:: PROVIDED RECORDS

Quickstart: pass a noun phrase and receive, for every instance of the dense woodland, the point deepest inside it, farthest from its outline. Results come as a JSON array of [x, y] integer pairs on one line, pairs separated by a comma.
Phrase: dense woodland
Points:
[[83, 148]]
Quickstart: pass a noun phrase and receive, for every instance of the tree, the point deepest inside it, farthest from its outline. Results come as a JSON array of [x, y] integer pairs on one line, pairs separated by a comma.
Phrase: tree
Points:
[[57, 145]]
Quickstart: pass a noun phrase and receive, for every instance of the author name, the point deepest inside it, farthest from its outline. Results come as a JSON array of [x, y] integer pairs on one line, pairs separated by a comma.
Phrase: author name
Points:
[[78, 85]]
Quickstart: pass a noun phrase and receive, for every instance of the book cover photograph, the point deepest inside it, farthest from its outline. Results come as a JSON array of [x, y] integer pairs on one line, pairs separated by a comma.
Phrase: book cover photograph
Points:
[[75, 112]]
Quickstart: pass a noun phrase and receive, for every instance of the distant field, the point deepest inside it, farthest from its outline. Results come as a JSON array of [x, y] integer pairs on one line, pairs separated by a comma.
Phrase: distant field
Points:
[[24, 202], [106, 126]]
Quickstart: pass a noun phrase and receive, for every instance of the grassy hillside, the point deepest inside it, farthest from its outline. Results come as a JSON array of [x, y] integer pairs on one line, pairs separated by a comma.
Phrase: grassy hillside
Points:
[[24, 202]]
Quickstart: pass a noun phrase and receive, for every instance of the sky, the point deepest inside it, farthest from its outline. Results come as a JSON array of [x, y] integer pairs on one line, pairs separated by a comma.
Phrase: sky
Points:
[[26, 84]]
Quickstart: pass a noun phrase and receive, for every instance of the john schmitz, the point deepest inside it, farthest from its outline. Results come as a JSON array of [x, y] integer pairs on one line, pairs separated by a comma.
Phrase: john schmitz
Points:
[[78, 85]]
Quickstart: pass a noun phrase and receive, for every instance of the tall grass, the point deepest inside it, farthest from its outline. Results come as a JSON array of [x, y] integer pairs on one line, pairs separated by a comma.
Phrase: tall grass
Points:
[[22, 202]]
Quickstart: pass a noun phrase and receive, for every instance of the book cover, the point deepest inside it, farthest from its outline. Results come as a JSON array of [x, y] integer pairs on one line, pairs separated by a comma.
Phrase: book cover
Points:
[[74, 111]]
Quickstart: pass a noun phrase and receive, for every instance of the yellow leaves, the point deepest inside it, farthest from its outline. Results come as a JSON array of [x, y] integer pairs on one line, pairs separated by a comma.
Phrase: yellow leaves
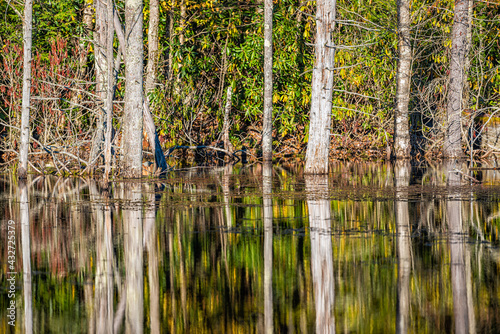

::::

(PROBLEM REQUIREMENTS): Reproduce every row above word for word, leaving out the pictures.

(COMPLETE RESPONSE):
Quickstart: pass a noun phrase and receive, for every instance of the dense woodland, the point deepest inside it, farthest from its outline. Results come as a JSON array of [x, y] integer pairs on one line, pairs separated by a comma.
Phrase: dense woodland
Points:
[[83, 148]]
Quickstart: pass a noun phrase and receive, for every instance of the tree, the point deepest inside it, farthest from its outline. Results come as a JSON array of [x, y] integer pairs on one line, pairs separated by a comma.
Phrase: tree
Points:
[[57, 145]]
Quickstart: pass a noun phrase and receive, for every instance of the author name, the point deepest inside it, farthest from its outline. Results come as a JSON array of [x, y] integer pairs on one line, pairs separated by a comma.
Phrase: author name
Points:
[[78, 85]]
Quickstart: pass a noun phrase and receive, for every instance of the book cover photograph, the point deepest inside it, farthest from its outline. Results come as a JSON array of [x, y] integer pairs on one line, pairs separated by a comma.
Phrase: book cover photograph
Points:
[[75, 112]]
Quickstart: pass a noun phrase and receive, for every instance of the distant field, the point deepest inside it, farthest from its outline. Results come as a JSON array of [x, y] integer pairs on one line, pairs separated by a comma.
Phrase: distant field
Points:
[[24, 202], [106, 126]]
Quickstart: pass a noun phrase and receive, for every instance of the grassy hillside, the point deepest inside it, farthest from its outline. Results come as a JSON array of [x, y] integer pairs on one line, pairs separated by a comma.
Phrase: grassy hillside
Points:
[[24, 202]]
Quickstart: pass a noun phrase and receive, for every instance of the sky, the point deepest inside it, farthest from its outline. Results come as a JSON array of [x, y] integer pairs on one line, pairs separated by a comma.
Phrase: sky
Points:
[[26, 84]]
Quickstart: pass a noun phrase and receive, for every instance of the john schmitz, the point deepest inside it, farthest from its outline. Results come as a JSON array of [x, y] integer pairs on one line, pairs separated by a comma.
Phrase: john schmitz
Points:
[[78, 85]]
Quickstart: pass a noun phrase and receive, for every instance of the tall grass, the point deepest inside it, farthest from its outline. Results come as a JSON array of [x, y] integer pairs on one line, pairs separated by a comma.
Phrase: tall grass
Points:
[[22, 202]]
Quickstart: pass a noun phrase and receive, for every instance of the book cover, the point deepest inside it, farthest from its outline. Results come as a JSON array of [x, y] integer pairs on one line, pairs separated by a comma.
Phrase: book cover
Points:
[[74, 111]]
Quickstart: pass a noun phrase and receive, for every instance of the yellow leaves, the point deepest inside it, farthest from its outline. Results come as a JSON array of [x, y] integer pairs on one line, pairs separated by a comma.
Phrase: yellow leaves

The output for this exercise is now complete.